Objectif 1:
Répondez à ces questions d'après l'extrait :
(a) Quel titre Patrick Banon a-t-il choisi pour raconter le destin de Jean ?
(b) Qu'est-ce qu'Hérode avait placé au pinacle du Temple ?
(c) En quelle langue la Torah avait-elle été traduite ?

Extrait de page:
Parler de Dieu dans le langage des hommes

 

       Patrick Banon, fondateur de l’Institut des Sciences de la Diversité a choisi un titre provocateur pour raconter le destin tragique de Jean : ‘Le jumeau du Christ’. L’auteur présente le drame de Jean appelé à disparaître pour que Jésus ait sa personnalité et un destin propre. « A l’image des jumeaux mythiques, il faut que l’un disparaisse pour que l’autre ait accès à l’immortalité… » (p.272) Ce récit historique est écrit comme une véritable aventure humaine et religieuse.

        Jean a vécu dans une société marquée non seulement par la/des sécheresse/s et des tremblements de terre, mais aussi par la violence qui régnait dans le peuple juif du  temps du roi Hérode. S’étant compromis avec le pouvoir romain, Hérode avait placé au pinacle du Temple, symbole de l’identité juive, l’aigle d’or, symbole de l’autorité de Rome. L’auteur souligne aussi la fragilité de César, causée entre autres par la traduction de la Torah en grec. Cette traduction permettait la diffusion de la pensée hébraïque dans le monde grec et latin. A Rome, cette interaction des cultures était reçue comme une menace pour le culte impérial. Aussi, quand des Juifs osèrent abattre l’aigle d’or, ils subirent le martyre, Rome voulant faire taire toute contestation qui fragiliserait encore plus son pouvoir.

Objectif 2: Relevez chaque ligne des entrées ci-dessous où figure la chaîne « below ». Majuscules et minuscules comptent.

[Entrées d'un jeu de données]
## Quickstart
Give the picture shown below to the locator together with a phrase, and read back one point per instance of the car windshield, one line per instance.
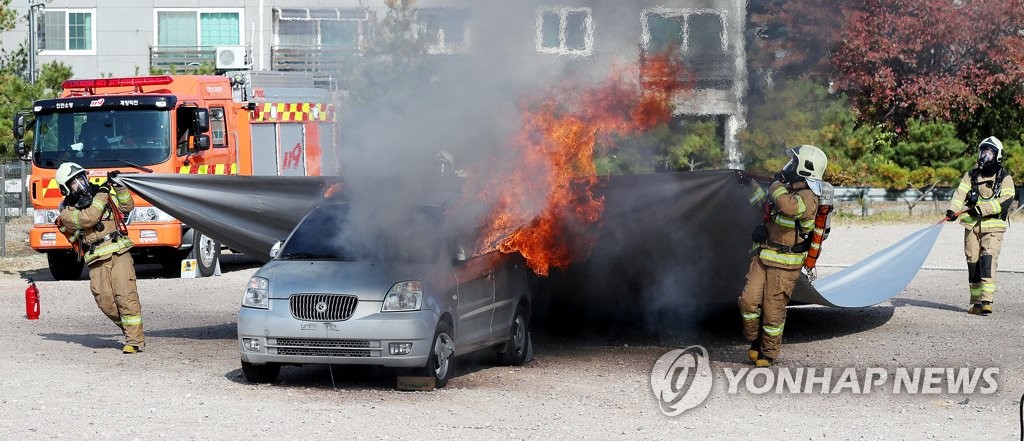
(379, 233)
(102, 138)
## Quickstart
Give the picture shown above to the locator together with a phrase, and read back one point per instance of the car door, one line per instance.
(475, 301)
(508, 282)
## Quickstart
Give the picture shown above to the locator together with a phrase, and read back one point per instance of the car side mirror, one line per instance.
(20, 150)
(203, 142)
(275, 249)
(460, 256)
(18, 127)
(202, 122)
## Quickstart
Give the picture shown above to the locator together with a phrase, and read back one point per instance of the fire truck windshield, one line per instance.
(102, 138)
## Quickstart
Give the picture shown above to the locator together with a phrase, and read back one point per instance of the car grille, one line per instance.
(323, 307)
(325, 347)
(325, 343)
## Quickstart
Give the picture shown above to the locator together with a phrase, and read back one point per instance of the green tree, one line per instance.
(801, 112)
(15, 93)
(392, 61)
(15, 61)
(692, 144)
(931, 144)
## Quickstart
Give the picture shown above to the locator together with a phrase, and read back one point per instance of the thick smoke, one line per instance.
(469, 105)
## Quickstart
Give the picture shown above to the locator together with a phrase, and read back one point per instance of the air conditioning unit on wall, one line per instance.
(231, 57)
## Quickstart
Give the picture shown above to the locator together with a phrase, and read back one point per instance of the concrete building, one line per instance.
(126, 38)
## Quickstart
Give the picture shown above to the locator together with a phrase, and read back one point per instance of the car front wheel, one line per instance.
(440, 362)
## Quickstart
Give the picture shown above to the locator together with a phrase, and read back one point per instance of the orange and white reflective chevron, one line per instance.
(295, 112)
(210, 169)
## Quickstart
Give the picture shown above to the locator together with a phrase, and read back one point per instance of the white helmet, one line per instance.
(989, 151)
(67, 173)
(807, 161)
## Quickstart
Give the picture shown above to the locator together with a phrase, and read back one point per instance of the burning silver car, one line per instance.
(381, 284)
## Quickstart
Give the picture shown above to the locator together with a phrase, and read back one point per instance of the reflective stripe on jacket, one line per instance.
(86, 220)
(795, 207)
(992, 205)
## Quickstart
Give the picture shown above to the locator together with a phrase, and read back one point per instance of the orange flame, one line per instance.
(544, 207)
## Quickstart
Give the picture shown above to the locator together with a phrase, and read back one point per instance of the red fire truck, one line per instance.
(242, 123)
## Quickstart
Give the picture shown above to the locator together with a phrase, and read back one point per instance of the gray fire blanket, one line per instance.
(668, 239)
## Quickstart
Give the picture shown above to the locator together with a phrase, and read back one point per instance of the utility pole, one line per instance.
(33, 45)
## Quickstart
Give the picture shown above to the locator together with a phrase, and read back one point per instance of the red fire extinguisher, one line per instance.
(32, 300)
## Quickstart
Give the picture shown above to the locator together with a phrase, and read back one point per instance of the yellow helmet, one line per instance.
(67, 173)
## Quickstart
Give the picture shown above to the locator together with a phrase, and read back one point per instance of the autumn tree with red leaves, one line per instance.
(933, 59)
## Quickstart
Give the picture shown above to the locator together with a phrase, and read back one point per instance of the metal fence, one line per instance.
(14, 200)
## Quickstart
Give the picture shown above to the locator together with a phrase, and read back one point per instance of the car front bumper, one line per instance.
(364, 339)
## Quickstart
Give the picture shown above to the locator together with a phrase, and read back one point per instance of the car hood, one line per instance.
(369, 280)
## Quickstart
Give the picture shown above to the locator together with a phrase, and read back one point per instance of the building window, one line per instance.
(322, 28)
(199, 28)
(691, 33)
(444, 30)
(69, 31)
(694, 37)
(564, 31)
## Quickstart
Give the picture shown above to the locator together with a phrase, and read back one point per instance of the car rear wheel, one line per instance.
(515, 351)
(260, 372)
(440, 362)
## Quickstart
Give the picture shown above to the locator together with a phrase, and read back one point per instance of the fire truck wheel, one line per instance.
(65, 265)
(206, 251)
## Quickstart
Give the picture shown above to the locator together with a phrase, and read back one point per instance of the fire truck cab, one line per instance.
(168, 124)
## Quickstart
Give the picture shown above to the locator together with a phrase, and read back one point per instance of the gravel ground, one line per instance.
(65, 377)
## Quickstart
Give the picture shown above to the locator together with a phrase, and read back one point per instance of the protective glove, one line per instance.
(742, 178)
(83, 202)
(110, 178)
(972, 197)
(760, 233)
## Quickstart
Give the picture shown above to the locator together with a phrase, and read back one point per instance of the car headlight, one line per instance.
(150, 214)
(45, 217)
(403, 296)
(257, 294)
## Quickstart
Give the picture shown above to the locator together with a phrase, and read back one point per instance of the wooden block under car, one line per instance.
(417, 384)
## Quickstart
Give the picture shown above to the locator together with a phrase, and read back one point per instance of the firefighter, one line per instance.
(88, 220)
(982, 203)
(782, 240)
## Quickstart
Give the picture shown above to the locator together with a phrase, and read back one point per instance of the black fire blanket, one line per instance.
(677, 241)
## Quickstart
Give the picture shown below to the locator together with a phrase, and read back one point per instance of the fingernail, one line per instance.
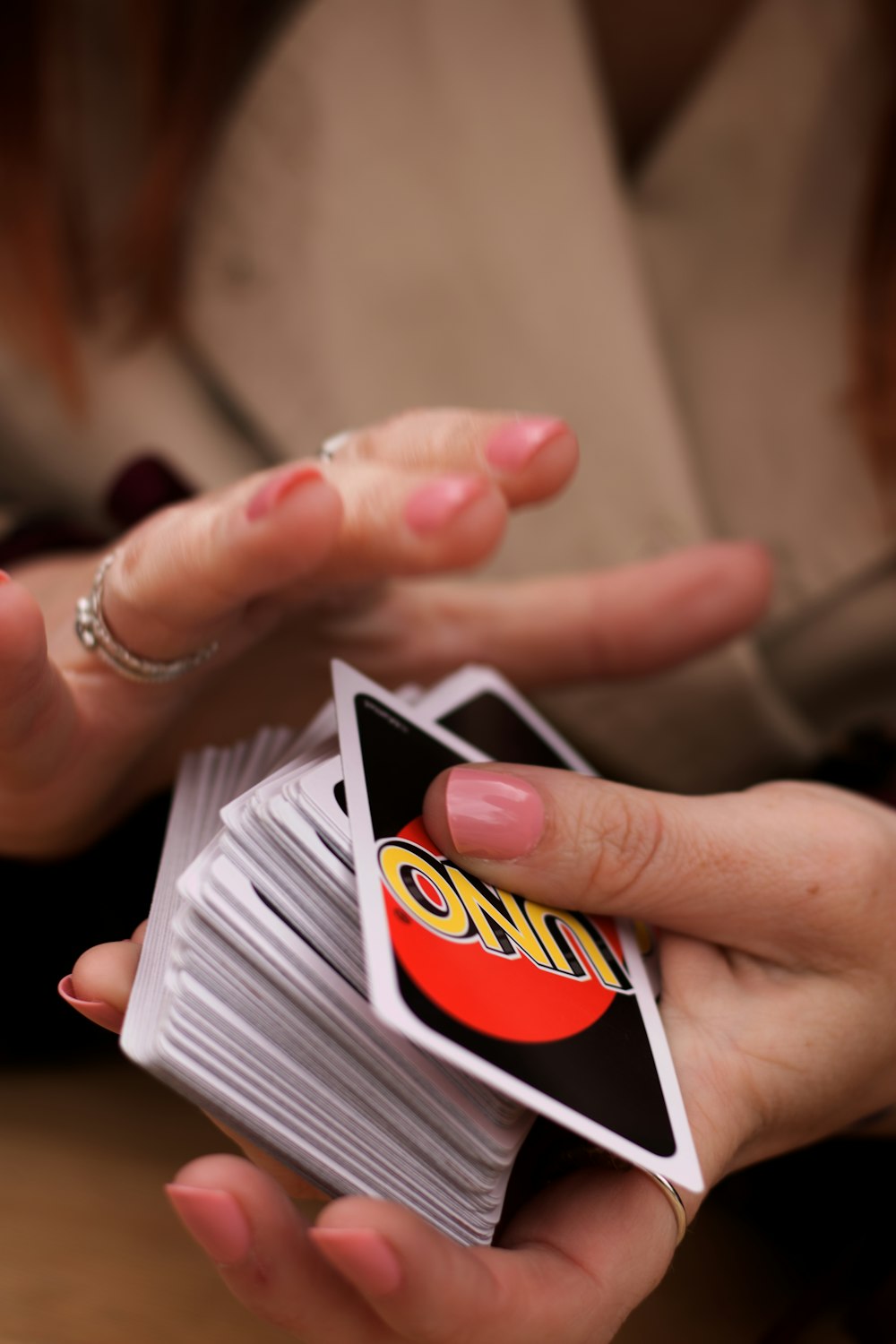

Réponse complète 1:
(a) « Le jumeau du Christ ».
(b) L'aigle d'or, symbole de l'autorité de Rome.
(c) En grec.

Réponse complète 2:
Give the picture shown below to the locator together with a phrase, and read back one point per instance of the car windshield, one line per instance.
Give the picture shown below to the locator together with a phrase, and read back one point per instance of the fingernail, one line per instance.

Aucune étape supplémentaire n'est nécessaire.